## The exercise:
Rewrite everything from the line containing "on the player's" down to the end of the material as a numbered list, leaving out blank lines.
------ Dataset records ------
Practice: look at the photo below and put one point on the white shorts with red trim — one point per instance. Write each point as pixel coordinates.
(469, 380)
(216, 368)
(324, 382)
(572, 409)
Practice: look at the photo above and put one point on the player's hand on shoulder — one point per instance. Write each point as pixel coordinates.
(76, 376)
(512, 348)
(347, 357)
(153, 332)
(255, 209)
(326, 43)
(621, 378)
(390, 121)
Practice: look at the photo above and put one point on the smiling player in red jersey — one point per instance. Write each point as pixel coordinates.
------
## Task solution:
1. Practice: look at the photo above and put one point on the player's hand on shoulder — one point per instance. Write each point as pixel coordinates.
2. (76, 376)
3. (512, 348)
4. (347, 357)
5. (153, 332)
6. (255, 209)
7. (326, 43)
8. (621, 378)
9. (390, 121)
10. Practice: look at the photo above and put one point on the smiling player in red jersey — one point per instance. Write each point as pixel coordinates.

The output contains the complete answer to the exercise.